Location labeling records
§

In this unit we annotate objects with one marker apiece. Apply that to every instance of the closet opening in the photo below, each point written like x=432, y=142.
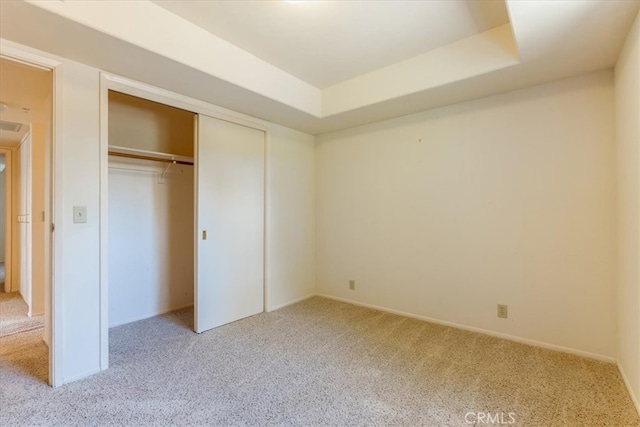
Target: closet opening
x=183, y=194
x=150, y=209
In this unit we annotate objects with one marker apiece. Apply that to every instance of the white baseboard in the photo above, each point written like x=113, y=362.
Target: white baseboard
x=295, y=301
x=149, y=315
x=80, y=376
x=520, y=340
x=634, y=398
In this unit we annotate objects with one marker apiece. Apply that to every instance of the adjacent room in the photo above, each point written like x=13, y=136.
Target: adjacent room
x=325, y=213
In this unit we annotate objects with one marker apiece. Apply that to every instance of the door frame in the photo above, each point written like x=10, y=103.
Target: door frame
x=8, y=225
x=109, y=81
x=53, y=285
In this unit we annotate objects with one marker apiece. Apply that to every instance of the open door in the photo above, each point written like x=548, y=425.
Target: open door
x=229, y=252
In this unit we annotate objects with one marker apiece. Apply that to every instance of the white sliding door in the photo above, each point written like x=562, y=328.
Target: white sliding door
x=229, y=222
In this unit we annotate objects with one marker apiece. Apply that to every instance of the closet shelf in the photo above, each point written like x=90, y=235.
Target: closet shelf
x=134, y=153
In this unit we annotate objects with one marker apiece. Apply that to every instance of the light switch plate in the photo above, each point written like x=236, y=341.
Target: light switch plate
x=79, y=214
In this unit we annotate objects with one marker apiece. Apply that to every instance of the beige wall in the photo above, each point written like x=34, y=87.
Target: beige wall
x=627, y=104
x=507, y=199
x=290, y=216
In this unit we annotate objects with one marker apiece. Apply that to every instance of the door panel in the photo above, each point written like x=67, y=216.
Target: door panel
x=230, y=211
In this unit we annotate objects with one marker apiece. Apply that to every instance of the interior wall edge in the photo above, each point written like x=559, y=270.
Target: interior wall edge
x=292, y=302
x=625, y=379
x=150, y=315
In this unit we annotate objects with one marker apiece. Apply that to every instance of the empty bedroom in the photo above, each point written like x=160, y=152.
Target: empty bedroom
x=327, y=213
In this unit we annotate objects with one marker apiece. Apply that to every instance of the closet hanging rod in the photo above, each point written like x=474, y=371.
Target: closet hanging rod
x=155, y=159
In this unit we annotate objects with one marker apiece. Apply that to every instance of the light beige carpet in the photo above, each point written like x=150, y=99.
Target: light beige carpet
x=13, y=315
x=318, y=363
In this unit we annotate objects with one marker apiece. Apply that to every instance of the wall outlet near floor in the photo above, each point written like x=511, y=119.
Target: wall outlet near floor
x=502, y=311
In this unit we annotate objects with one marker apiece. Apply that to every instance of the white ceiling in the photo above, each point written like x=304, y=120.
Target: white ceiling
x=324, y=43
x=279, y=75
x=22, y=87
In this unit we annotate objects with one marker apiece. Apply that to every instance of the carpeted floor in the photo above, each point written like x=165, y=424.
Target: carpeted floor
x=319, y=362
x=13, y=315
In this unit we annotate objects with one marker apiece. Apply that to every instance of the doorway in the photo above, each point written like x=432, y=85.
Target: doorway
x=26, y=99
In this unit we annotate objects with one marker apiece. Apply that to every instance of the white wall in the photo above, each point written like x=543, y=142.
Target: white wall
x=78, y=175
x=627, y=104
x=3, y=214
x=290, y=236
x=150, y=240
x=507, y=199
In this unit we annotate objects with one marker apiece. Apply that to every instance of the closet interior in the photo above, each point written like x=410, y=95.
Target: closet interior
x=186, y=213
x=151, y=208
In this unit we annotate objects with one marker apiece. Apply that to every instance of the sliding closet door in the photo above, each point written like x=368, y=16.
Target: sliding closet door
x=229, y=221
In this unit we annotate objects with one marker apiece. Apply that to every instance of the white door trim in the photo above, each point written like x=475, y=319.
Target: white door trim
x=53, y=283
x=109, y=81
x=8, y=225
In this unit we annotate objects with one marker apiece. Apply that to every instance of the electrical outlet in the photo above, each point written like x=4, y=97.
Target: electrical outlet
x=502, y=311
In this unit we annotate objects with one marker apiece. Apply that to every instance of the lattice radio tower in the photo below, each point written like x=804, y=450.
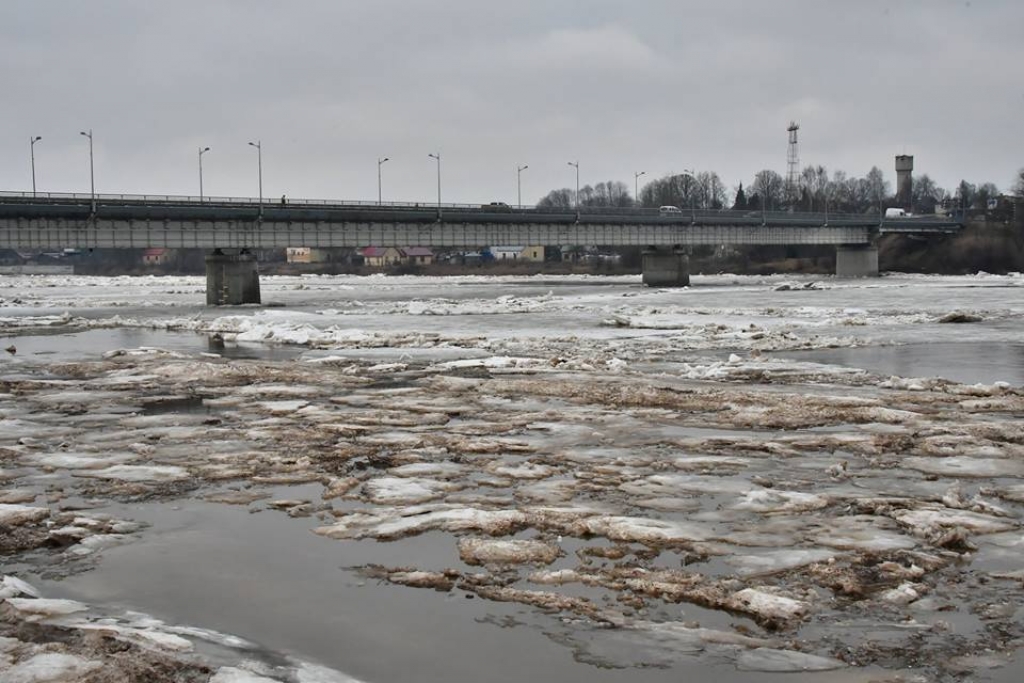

§

Short task — Rewrite all the entries above, changing "marker" to "dot" wherever it occurs and leaving everything else as it is. Omit the pictures from your version.

In response —
In this unit we annotate objects with one dot apiece. Apply that to every instance of the closet opening in the photo below, each point written like x=432, y=142.
Target: closet opening
x=183, y=194
x=150, y=209
In this unit we annotate objects with one dot apiece. Apply that to every instance of the white baseboard in the photo above, each point written like x=113, y=362.
Target: white baseboard
x=295, y=301
x=149, y=315
x=80, y=376
x=520, y=340
x=634, y=398
In this unit we annotate objects with one dot apiece. Apply that to every instance of the adjacent room in the photo above, each point written like x=13, y=136.
Target: adjacent room
x=325, y=213
In this unit we annotate objects with one dot apiece. Apply that to every instance of the door frame in the photo above, each point written like x=10, y=103.
Target: door frame
x=8, y=225
x=109, y=81
x=53, y=285
In this unit we annotate objects with one dot apiece. Apply that to every instance of the open door in the photo above, each point written like x=548, y=425.
Target: open door
x=229, y=252
In this unit we annotate objects with one dot apiece. Apply that to every instance of the white sliding door in the photo above, each point written like x=562, y=328.
Target: white sliding door
x=229, y=222
In this unit we annotate objects with one dot apiece. Apply that to every instance of the closet shelf in the photo above, each point written like x=90, y=235.
Target: closet shelf
x=134, y=153
In this unit we annotate objects with one dot apiece. Apply that to every instance of the light switch plate in the photo above, each point written like x=236, y=341.
Target: light switch plate
x=79, y=214
In this unit we annotate objects with one dot apiece. Apply that to every instance of the beige wall in the photo above, each point written like x=34, y=87.
Target: beige wall
x=627, y=104
x=507, y=199
x=290, y=216
In this unit we annotate objects with one dot apiece. Apply that to every instance of the door panel in the photo above, each point written like x=67, y=216.
Target: door panel
x=230, y=211
In this unit we annotate objects with one dot apiece. Apply that to every instance of the interior wall edge in the photo above, each point written like x=559, y=270.
Target: interior wall edge
x=292, y=302
x=625, y=379
x=150, y=315
In this unit we annotate objects with one dot apiece. Apply that to every instance of the empty bedroom in the photo above, each point written like x=160, y=152.
Target: empty bedroom
x=327, y=213
In this unit we annotate objects with one dot apiece. Apply that to every instance of the closet hanging rod in the photo above, each point written like x=474, y=371.
Target: closet hanging rod
x=155, y=159
In this unit we annotate objects with one dot apiece. Apply that to every instance of the light beige carpet in the photo above, each point written like x=150, y=99.
Target: light beige carpet
x=13, y=315
x=318, y=363
In this unit we annotate objects with one dot apiece. Apply that to every instance of the wall outlet near floor in the photo above, each point written like x=511, y=119.
Target: wall outlet near floor
x=502, y=311
In this unit we annotate objects with one dot apiece. Apply that to every instance of the white ceiling in the photo above, each point written like x=304, y=120.
Target: white ceiling
x=324, y=43
x=279, y=75
x=22, y=87
In this unit we annotate objects with one dot apiece. Apply that to every instance of the carpeted floor in the photo above, each point written like x=165, y=424.
Target: carpeted floor
x=319, y=362
x=13, y=315
In this unit we annotate objects with one dot apiece. Apply that to every instance of the doorway in the photo above, each point written like x=432, y=85.
Target: doorway
x=26, y=99
In this unit we annotate objects with one dot apiece. Apply that to every instance of the white wall in the photo above, each point written like x=543, y=142.
Target: white wall
x=78, y=175
x=627, y=104
x=3, y=214
x=290, y=236
x=150, y=240
x=507, y=199
In this unit we annotate objects with one dot apiece. Apply that to every instance of the closet interior in the photo above, each point written like x=410, y=95.
Target: closet interior
x=186, y=213
x=151, y=208
In this unit we annotate objects with one dot apiece. Apply that to every instance of the sliding closet door in the photo above, each point written like x=368, y=16.
Target: sliding closet door
x=229, y=221
In this unit we annotate objects with one dot apiece. Apply that to every instance of the white door trim in the photo above, each point written like x=475, y=319.
Target: white door trim
x=53, y=283
x=109, y=81
x=8, y=225
In this unit we annotate objects with one dot apiece. Apply that to every instance of the electrical outlet in the photo above, each point written like x=4, y=97.
Target: electrical outlet
x=502, y=311
In this unit we annotate objects with one dot apiece. Apply that to every instance of the lattice radio tower in the photo below, each point written like x=804, y=450.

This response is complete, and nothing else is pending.